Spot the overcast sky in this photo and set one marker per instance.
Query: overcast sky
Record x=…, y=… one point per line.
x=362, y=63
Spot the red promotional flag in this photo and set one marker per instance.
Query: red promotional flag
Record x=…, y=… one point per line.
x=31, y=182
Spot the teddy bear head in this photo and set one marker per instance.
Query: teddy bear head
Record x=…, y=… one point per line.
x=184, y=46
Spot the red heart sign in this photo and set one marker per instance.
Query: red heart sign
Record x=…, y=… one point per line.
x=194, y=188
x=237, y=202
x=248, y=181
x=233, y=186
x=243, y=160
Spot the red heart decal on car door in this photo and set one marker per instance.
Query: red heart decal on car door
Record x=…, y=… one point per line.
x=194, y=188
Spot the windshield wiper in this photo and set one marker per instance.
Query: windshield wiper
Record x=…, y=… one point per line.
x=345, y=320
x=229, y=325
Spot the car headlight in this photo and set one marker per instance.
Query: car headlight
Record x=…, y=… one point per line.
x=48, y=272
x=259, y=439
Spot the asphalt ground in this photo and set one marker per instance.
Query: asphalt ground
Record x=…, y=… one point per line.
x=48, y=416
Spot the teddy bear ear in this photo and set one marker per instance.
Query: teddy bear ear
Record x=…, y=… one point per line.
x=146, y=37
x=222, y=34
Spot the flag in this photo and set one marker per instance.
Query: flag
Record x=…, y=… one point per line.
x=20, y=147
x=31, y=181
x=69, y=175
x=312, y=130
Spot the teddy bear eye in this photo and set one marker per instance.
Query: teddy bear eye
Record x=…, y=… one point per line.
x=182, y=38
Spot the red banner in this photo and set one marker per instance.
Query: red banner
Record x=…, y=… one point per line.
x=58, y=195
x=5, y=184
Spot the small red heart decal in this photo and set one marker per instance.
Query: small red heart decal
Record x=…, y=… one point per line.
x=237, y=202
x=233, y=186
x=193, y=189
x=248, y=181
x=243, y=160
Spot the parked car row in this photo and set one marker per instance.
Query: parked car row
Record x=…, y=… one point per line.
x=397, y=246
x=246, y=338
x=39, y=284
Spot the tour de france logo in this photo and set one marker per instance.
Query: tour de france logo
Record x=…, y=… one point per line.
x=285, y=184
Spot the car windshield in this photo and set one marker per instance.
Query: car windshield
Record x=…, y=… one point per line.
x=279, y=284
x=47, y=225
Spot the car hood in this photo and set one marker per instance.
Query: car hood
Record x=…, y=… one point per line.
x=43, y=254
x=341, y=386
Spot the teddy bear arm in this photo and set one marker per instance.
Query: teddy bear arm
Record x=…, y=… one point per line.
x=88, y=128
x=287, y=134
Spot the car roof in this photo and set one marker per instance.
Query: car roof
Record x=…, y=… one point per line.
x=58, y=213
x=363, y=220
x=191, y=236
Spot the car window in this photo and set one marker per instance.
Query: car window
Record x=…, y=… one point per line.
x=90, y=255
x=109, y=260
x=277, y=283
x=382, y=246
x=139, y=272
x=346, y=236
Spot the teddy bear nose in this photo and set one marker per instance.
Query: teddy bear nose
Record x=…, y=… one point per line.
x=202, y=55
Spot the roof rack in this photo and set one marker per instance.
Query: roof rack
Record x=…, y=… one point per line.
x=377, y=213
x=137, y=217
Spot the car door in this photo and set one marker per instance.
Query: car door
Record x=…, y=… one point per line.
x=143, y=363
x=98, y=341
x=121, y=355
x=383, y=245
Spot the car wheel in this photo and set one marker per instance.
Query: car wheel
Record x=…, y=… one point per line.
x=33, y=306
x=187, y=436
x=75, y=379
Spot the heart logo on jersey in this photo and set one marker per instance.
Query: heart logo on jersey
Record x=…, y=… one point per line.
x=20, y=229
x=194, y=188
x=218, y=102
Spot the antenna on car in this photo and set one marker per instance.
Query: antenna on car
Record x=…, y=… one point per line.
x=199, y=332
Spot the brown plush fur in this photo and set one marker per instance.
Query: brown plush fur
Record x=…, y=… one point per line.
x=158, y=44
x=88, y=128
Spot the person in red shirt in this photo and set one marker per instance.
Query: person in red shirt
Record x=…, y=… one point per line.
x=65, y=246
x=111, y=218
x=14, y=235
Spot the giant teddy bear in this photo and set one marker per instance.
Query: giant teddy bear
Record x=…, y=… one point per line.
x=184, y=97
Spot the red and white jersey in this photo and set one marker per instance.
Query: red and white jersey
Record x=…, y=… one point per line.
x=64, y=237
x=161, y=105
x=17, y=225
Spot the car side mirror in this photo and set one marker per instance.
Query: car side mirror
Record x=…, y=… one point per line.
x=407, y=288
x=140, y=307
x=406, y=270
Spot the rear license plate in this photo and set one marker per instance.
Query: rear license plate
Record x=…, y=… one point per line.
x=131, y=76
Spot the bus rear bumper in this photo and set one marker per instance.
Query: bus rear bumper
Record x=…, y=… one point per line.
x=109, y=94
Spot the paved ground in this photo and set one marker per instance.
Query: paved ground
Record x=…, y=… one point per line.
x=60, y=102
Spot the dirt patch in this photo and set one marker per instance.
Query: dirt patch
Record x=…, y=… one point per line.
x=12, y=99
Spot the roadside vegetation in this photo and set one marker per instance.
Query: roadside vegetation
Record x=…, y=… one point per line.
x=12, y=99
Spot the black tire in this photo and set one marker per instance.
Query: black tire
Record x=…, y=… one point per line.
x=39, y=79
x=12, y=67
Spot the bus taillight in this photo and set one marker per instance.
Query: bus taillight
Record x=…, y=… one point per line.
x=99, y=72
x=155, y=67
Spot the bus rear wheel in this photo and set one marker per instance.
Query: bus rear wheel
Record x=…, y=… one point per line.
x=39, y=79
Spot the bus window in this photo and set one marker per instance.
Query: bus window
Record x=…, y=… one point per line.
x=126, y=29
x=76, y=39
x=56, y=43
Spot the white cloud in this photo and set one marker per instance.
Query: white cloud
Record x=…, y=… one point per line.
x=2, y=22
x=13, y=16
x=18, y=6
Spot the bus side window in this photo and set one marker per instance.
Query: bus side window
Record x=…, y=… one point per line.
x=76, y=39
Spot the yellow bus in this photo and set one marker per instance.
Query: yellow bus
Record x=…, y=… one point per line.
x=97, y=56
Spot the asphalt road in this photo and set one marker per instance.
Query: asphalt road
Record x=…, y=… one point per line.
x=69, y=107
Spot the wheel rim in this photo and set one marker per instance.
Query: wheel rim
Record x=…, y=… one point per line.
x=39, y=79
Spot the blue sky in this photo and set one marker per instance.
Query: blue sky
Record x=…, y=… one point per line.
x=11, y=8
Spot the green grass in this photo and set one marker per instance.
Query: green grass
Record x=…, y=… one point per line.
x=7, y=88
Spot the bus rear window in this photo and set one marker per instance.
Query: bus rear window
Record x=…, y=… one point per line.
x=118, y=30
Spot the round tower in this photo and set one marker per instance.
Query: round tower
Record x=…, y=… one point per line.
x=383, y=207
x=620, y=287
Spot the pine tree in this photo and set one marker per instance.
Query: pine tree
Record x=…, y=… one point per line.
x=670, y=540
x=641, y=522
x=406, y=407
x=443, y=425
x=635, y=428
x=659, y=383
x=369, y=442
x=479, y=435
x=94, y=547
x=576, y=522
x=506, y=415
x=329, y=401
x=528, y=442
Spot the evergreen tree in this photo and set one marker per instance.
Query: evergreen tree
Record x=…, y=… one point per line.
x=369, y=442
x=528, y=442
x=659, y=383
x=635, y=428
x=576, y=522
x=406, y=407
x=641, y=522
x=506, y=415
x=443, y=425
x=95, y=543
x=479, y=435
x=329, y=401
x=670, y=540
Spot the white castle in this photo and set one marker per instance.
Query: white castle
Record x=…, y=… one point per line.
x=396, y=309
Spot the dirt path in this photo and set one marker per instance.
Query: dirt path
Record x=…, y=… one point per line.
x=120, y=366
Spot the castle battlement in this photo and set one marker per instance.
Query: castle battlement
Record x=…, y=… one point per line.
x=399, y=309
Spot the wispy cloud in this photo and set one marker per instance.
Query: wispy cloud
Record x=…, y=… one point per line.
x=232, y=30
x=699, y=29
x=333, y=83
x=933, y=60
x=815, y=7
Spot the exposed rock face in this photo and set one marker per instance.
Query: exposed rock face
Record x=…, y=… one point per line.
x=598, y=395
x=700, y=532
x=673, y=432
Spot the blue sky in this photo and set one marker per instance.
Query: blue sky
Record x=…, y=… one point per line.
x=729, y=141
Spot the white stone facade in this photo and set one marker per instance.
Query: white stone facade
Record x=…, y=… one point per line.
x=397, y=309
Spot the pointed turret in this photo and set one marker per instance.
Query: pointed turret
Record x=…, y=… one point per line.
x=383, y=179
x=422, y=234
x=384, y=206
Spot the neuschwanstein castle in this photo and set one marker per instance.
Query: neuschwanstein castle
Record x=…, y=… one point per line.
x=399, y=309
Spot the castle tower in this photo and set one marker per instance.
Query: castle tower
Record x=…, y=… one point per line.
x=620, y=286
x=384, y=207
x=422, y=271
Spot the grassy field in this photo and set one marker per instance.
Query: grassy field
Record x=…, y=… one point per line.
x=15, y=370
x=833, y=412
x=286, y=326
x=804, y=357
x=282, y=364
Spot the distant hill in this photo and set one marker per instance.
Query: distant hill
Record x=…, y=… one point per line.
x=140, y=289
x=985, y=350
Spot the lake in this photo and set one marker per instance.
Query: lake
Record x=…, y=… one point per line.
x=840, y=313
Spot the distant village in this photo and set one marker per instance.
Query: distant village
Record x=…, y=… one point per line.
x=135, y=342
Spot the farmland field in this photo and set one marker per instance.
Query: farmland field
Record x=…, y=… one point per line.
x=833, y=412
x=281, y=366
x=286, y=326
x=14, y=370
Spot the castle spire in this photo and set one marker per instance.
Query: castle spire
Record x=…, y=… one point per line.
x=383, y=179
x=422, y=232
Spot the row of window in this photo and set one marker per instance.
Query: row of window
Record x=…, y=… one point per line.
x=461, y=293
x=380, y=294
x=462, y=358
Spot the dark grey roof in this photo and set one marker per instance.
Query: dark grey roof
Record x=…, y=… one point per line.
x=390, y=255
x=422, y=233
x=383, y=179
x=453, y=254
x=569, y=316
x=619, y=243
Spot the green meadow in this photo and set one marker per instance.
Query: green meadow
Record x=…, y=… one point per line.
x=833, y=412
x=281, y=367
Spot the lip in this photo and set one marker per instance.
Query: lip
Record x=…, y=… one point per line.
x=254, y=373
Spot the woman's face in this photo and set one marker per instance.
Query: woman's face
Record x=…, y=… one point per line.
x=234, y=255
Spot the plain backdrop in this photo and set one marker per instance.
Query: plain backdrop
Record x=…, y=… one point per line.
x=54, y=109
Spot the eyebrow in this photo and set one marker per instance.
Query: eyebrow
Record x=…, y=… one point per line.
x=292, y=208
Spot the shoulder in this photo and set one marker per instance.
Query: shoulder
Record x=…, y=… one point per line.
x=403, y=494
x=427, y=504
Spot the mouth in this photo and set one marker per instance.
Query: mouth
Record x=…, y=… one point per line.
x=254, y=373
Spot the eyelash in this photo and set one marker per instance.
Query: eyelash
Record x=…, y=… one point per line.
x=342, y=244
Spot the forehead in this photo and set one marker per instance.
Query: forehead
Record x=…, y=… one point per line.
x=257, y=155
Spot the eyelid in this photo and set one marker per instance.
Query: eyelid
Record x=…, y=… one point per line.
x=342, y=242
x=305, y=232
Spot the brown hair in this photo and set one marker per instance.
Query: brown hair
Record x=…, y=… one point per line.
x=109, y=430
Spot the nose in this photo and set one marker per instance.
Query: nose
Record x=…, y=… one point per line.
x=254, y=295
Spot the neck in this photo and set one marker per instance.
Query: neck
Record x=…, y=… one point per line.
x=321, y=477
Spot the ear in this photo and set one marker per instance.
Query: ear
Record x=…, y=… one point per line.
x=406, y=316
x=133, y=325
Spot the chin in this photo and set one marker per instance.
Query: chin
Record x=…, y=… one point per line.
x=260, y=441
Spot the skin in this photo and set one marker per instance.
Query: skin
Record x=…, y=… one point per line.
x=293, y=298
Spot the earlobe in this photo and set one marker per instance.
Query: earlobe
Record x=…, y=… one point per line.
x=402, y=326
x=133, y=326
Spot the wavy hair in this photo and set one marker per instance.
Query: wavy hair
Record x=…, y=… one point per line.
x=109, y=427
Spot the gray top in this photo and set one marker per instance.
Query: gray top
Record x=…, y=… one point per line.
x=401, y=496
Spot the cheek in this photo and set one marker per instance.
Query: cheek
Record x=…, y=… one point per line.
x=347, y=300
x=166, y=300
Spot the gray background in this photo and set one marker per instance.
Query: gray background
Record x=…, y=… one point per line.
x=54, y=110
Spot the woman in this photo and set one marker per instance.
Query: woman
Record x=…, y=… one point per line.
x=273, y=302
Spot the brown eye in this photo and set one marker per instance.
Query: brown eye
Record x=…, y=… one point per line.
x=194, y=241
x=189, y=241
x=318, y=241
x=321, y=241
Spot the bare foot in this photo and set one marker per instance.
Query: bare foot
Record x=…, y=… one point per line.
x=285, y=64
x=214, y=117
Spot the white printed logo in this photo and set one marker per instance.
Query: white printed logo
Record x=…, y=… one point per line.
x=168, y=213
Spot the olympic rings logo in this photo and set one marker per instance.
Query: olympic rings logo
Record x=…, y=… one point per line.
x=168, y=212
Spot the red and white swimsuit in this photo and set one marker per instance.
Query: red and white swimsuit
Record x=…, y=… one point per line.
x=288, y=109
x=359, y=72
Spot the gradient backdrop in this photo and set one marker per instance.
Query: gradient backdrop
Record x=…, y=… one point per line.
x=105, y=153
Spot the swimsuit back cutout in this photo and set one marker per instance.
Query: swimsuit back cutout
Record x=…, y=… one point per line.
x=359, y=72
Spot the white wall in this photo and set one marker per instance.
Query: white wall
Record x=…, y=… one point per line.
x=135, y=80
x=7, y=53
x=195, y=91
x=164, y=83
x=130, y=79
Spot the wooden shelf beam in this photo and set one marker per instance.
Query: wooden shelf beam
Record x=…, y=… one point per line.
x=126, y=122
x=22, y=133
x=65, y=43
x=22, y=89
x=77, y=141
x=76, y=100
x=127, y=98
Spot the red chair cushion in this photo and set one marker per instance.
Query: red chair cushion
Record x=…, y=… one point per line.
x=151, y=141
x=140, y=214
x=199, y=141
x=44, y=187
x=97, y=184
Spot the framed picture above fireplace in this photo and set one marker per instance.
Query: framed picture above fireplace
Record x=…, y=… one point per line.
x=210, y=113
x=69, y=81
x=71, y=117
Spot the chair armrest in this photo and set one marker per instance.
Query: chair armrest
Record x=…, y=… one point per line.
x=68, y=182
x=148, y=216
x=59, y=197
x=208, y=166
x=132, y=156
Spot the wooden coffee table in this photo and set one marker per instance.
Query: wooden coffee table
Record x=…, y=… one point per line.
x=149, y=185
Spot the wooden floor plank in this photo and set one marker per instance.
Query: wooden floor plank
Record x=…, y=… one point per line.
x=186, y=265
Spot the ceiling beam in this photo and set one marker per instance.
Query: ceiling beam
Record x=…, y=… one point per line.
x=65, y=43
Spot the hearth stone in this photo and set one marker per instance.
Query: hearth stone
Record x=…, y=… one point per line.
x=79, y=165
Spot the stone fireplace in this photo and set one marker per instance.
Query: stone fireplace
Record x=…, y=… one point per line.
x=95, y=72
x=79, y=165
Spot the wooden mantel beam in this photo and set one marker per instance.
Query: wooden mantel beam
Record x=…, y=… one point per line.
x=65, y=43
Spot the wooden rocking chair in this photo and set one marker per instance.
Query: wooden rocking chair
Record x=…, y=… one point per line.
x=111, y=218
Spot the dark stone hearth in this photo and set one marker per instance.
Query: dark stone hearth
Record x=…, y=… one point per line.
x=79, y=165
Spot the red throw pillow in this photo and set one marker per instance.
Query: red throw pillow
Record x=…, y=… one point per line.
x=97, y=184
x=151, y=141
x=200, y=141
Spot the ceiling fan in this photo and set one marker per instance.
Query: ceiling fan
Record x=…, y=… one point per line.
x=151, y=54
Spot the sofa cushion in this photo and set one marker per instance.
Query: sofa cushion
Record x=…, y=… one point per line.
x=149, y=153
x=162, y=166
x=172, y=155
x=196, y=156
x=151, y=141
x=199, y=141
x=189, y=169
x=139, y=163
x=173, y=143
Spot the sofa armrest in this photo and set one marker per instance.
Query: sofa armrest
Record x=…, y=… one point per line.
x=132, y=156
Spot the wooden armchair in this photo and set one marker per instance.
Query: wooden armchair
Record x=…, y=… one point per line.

☆ ☆ ☆ ☆

__HOW TO COMPLETE THIS TASK__. Within the records, how many lines carry the word "black"? Reply with the figure alone.

__TASK ANSWER__. 2